— STORED DATA —
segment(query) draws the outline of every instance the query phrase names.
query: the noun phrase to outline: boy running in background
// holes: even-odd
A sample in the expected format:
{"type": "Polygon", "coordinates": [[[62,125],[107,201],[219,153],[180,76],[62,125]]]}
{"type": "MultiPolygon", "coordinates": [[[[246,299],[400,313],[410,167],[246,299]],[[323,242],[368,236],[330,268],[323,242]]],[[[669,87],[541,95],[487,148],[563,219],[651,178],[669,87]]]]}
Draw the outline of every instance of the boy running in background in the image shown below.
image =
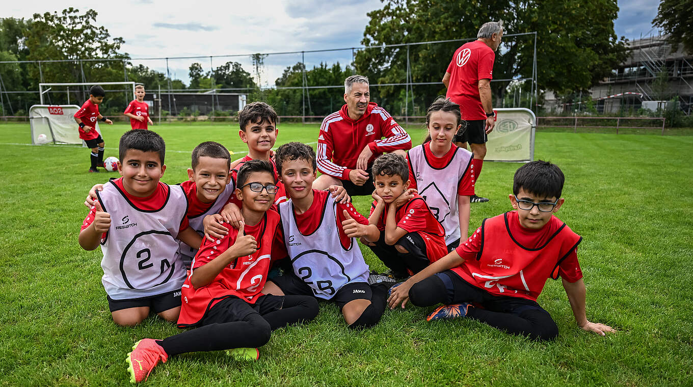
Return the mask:
{"type": "Polygon", "coordinates": [[[268,161],[248,161],[238,181],[236,196],[247,223],[220,240],[204,241],[183,284],[178,327],[197,327],[136,343],[126,358],[130,381],[146,380],[159,361],[182,353],[230,350],[237,360],[256,360],[257,348],[272,331],[317,315],[312,297],[261,293],[271,260],[286,254],[279,215],[270,210],[277,190],[274,168],[268,161]]]}
{"type": "Polygon", "coordinates": [[[113,121],[106,118],[98,112],[98,104],[103,102],[106,92],[98,84],[92,86],[89,90],[89,99],[82,105],[82,107],[75,113],[75,120],[80,128],[80,138],[84,140],[87,146],[91,148],[90,159],[91,166],[90,172],[98,172],[98,166],[103,166],[103,139],[96,132],[96,120],[100,120],[109,125],[113,125],[113,121]]]}
{"type": "Polygon", "coordinates": [[[125,117],[130,119],[130,126],[132,129],[148,129],[147,124],[154,125],[149,118],[149,105],[144,102],[144,86],[138,84],[134,87],[134,100],[128,105],[123,112],[125,117]]]}
{"type": "Polygon", "coordinates": [[[503,332],[551,340],[559,330],[536,298],[550,277],[561,277],[578,325],[602,336],[611,327],[590,322],[577,261],[582,238],[553,215],[563,205],[558,166],[532,161],[515,172],[514,211],[486,219],[459,246],[392,288],[391,308],[445,304],[428,320],[471,317],[503,332]],[[472,303],[483,307],[473,306],[472,303]]]}
{"type": "Polygon", "coordinates": [[[159,181],[165,152],[164,139],[153,132],[123,134],[118,163],[122,177],[97,193],[80,233],[85,250],[101,246],[102,282],[119,325],[139,324],[150,311],[168,321],[178,318],[185,270],[175,240],[189,246],[202,242],[188,224],[182,188],[159,181]]]}
{"type": "Polygon", "coordinates": [[[374,253],[400,280],[419,273],[448,253],[445,231],[423,198],[407,195],[409,167],[404,158],[388,153],[373,163],[376,190],[369,222],[379,238],[366,240],[374,253]]]}

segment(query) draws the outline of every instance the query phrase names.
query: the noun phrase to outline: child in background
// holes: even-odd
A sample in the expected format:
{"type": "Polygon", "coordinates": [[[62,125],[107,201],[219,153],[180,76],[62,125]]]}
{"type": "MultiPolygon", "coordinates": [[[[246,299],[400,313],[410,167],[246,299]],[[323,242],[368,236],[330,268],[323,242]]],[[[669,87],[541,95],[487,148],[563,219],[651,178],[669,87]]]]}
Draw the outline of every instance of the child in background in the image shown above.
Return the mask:
{"type": "Polygon", "coordinates": [[[220,240],[205,241],[183,284],[178,327],[197,327],[136,343],[126,358],[130,381],[146,380],[159,361],[182,353],[228,350],[237,360],[256,360],[257,347],[267,343],[272,331],[317,315],[312,297],[261,293],[272,259],[286,254],[279,215],[270,209],[277,190],[273,167],[249,161],[238,181],[236,196],[247,223],[220,240]]]}
{"type": "Polygon", "coordinates": [[[602,336],[615,332],[587,319],[577,261],[582,238],[553,215],[564,202],[564,180],[551,163],[520,167],[509,195],[515,210],[485,219],[455,251],[393,287],[390,307],[404,307],[407,300],[422,307],[442,303],[429,321],[471,317],[511,334],[551,340],[558,327],[536,299],[546,280],[560,276],[578,325],[602,336]]]}
{"type": "Polygon", "coordinates": [[[421,196],[407,195],[409,174],[407,161],[398,154],[385,154],[374,161],[375,201],[369,222],[378,228],[380,237],[365,238],[398,280],[419,273],[448,253],[443,226],[421,196]]]}
{"type": "Polygon", "coordinates": [[[128,105],[123,114],[130,119],[132,129],[148,129],[147,124],[154,125],[149,118],[149,105],[144,102],[144,86],[134,87],[135,99],[128,105]]]}
{"type": "Polygon", "coordinates": [[[439,98],[426,112],[429,138],[407,152],[410,188],[416,188],[445,228],[448,251],[466,240],[474,195],[472,154],[453,143],[462,129],[459,106],[439,98]],[[430,140],[430,141],[429,141],[430,140]]]}
{"type": "Polygon", "coordinates": [[[118,163],[122,177],[96,194],[80,233],[85,250],[101,246],[102,282],[119,325],[139,324],[150,311],[168,321],[178,318],[185,270],[175,240],[189,246],[202,242],[188,224],[182,188],[159,181],[165,152],[164,139],[153,132],[123,134],[118,163]]]}
{"type": "Polygon", "coordinates": [[[98,172],[98,165],[103,166],[104,143],[101,135],[96,132],[96,120],[100,120],[108,125],[113,125],[113,121],[106,118],[98,112],[98,104],[103,102],[106,92],[100,86],[96,84],[89,90],[89,99],[82,105],[82,107],[75,113],[75,120],[80,128],[80,138],[84,140],[87,146],[91,150],[89,157],[91,166],[89,172],[98,172]]]}

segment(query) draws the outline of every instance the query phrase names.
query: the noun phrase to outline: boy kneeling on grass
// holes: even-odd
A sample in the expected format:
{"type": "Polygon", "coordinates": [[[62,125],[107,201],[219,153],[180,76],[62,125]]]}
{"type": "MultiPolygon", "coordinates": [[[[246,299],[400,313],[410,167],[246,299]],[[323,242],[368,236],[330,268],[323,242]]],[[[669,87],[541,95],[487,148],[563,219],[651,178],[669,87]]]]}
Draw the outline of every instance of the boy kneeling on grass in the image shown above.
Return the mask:
{"type": "Polygon", "coordinates": [[[615,332],[587,319],[577,261],[582,238],[553,216],[563,204],[564,181],[551,163],[520,167],[509,195],[515,210],[485,219],[455,251],[393,287],[390,308],[409,300],[421,307],[442,303],[429,321],[471,317],[511,334],[551,340],[558,327],[536,298],[549,277],[560,276],[578,325],[602,336],[615,332]]]}
{"type": "Polygon", "coordinates": [[[317,315],[313,297],[261,292],[272,259],[286,255],[279,215],[270,209],[277,192],[272,165],[247,161],[237,182],[245,223],[220,239],[205,240],[183,284],[178,327],[197,327],[136,343],[125,359],[130,381],[146,380],[159,361],[182,353],[228,350],[236,360],[256,360],[272,331],[317,315]]]}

— TASK PROMPT —
Write out all the records again, exactly, minus any pictures.

— THE SOLUTION —
segment(query) draws the outline of every instance the query phrase names.
query: the noun phrase to outline: boy running in background
// holes: even-odd
A sample in the expected format:
{"type": "Polygon", "coordinates": [[[62,125],[107,201],[219,153],[180,76],[62,125]]]}
{"type": "MultiPolygon", "coordinates": [[[[246,299],[400,313],[410,167],[246,299]],[[323,242],[368,236],[330,268],[323,242]]],[[[669,87],[541,95],[487,148],[563,219],[651,178],[669,87]]]]}
Draw the outline of every instance of the boy running in background in the image shown below.
image =
Return the mask:
{"type": "Polygon", "coordinates": [[[268,161],[248,161],[238,181],[236,196],[247,223],[220,240],[204,241],[183,284],[178,327],[197,327],[136,343],[126,358],[130,381],[146,380],[159,361],[182,353],[230,350],[237,360],[256,360],[257,348],[272,331],[317,315],[312,297],[261,293],[271,260],[286,254],[279,215],[270,210],[277,190],[274,168],[268,161]]]}
{"type": "Polygon", "coordinates": [[[113,121],[106,118],[98,112],[98,104],[103,102],[106,92],[98,84],[92,86],[89,90],[89,99],[82,105],[82,107],[75,113],[75,120],[80,128],[80,138],[84,140],[87,146],[91,148],[90,159],[91,166],[90,172],[98,172],[98,166],[103,166],[103,139],[96,132],[96,120],[100,120],[109,125],[113,125],[113,121]]]}
{"type": "Polygon", "coordinates": [[[125,117],[130,119],[130,126],[132,129],[148,129],[147,124],[154,125],[149,118],[149,105],[144,102],[144,86],[138,84],[134,87],[134,100],[128,105],[123,112],[125,117]]]}
{"type": "Polygon", "coordinates": [[[503,332],[551,340],[559,330],[536,298],[550,277],[561,277],[578,325],[602,336],[611,327],[590,322],[577,261],[582,238],[553,215],[563,205],[558,166],[532,161],[515,172],[514,211],[486,219],[459,246],[392,288],[391,308],[445,304],[428,320],[471,317],[503,332]],[[472,303],[483,307],[473,306],[472,303]]]}
{"type": "Polygon", "coordinates": [[[159,181],[165,152],[164,139],[153,132],[123,134],[118,163],[122,177],[97,193],[80,233],[85,250],[101,246],[102,282],[119,325],[139,324],[150,311],[168,321],[178,318],[185,270],[175,240],[189,246],[202,242],[188,224],[182,188],[159,181]]]}
{"type": "Polygon", "coordinates": [[[374,253],[400,280],[419,273],[448,253],[445,231],[423,198],[407,195],[409,167],[404,158],[388,153],[373,163],[376,190],[369,222],[379,238],[366,240],[374,253]]]}

segment(query) draws the outline of every instance the query phrase names.
query: the noun phrase to outline: child in background
// holes: even-odd
A sample in the expected format:
{"type": "Polygon", "coordinates": [[[62,125],[107,201],[219,153],[180,76],[62,125]]]}
{"type": "MultiPolygon", "coordinates": [[[[246,299],[400,313],[410,167],[246,299]],[[323,242],[368,236],[330,268],[323,242]]],[[[669,87],[541,95],[487,148],[563,219],[651,178],[669,87]]]]}
Draw the outline of every instance of the child in background in the image shown above.
Return the mask:
{"type": "Polygon", "coordinates": [[[220,240],[205,241],[183,284],[178,327],[197,327],[136,343],[126,358],[130,381],[146,380],[159,361],[182,353],[228,350],[237,360],[256,360],[257,347],[267,343],[272,331],[317,315],[312,297],[261,293],[272,259],[286,254],[279,215],[270,209],[277,190],[273,167],[249,161],[238,181],[236,196],[247,223],[220,240]]]}
{"type": "Polygon", "coordinates": [[[602,336],[615,332],[587,319],[577,261],[582,238],[553,215],[564,202],[564,180],[551,163],[520,167],[509,195],[515,210],[485,219],[455,251],[393,287],[390,307],[404,307],[407,300],[422,307],[442,303],[429,321],[471,317],[511,334],[551,340],[558,327],[536,299],[546,280],[560,276],[578,325],[602,336]]]}
{"type": "Polygon", "coordinates": [[[421,196],[407,195],[409,174],[407,161],[398,154],[385,154],[374,161],[375,201],[369,222],[378,228],[380,237],[365,238],[398,280],[419,273],[448,253],[443,226],[421,196]]]}
{"type": "Polygon", "coordinates": [[[128,105],[123,114],[130,119],[132,129],[148,129],[147,124],[154,125],[149,118],[149,105],[144,102],[144,86],[134,87],[135,99],[128,105]]]}
{"type": "Polygon", "coordinates": [[[439,98],[426,112],[429,138],[407,152],[410,188],[416,188],[445,228],[448,251],[466,240],[474,195],[472,154],[453,143],[462,129],[459,106],[439,98]],[[430,140],[430,141],[429,141],[430,140]]]}
{"type": "Polygon", "coordinates": [[[118,163],[122,177],[96,194],[80,233],[85,250],[101,246],[102,282],[119,325],[139,324],[150,311],[168,321],[178,318],[185,270],[175,240],[189,246],[202,242],[188,224],[182,188],[159,181],[165,152],[164,139],[153,132],[123,134],[118,163]]]}
{"type": "Polygon", "coordinates": [[[98,172],[98,165],[103,166],[104,143],[101,135],[96,132],[96,120],[100,120],[108,125],[113,125],[113,121],[106,118],[98,112],[98,104],[103,102],[106,92],[100,86],[96,84],[89,90],[89,99],[82,105],[82,107],[75,113],[75,120],[80,128],[80,138],[84,140],[87,146],[91,150],[89,157],[91,166],[89,172],[98,172]]]}

segment(query) draws the outline of every instance the query phrase names.
query: the noun phrase to outline: boy kneeling on grass
// holes: even-odd
A sample in the expected format:
{"type": "Polygon", "coordinates": [[[62,125],[107,201],[219,153],[180,76],[62,125]]]}
{"type": "MultiPolygon", "coordinates": [[[[246,299],[400,313],[410,167],[246,299]],[[323,242],[368,236],[330,268],[323,242]]],[[[669,87],[541,95],[487,148],[563,219],[651,178],[669,87]]]]}
Draw the outline of every instance of the boy kneeling on grass in the image shown above.
Return the mask:
{"type": "Polygon", "coordinates": [[[615,332],[587,319],[577,261],[582,238],[553,216],[563,204],[564,181],[551,163],[520,167],[509,195],[515,210],[485,219],[455,251],[393,287],[390,308],[409,300],[421,307],[442,303],[429,321],[471,317],[511,334],[551,340],[558,327],[536,298],[549,277],[560,276],[578,325],[602,336],[615,332]]]}
{"type": "Polygon", "coordinates": [[[317,315],[313,297],[261,292],[272,259],[286,255],[279,215],[270,209],[277,192],[272,165],[247,161],[237,182],[245,223],[220,239],[205,240],[183,284],[178,327],[197,327],[136,343],[125,359],[130,381],[146,380],[159,361],[182,353],[228,350],[236,360],[256,360],[272,331],[317,315]]]}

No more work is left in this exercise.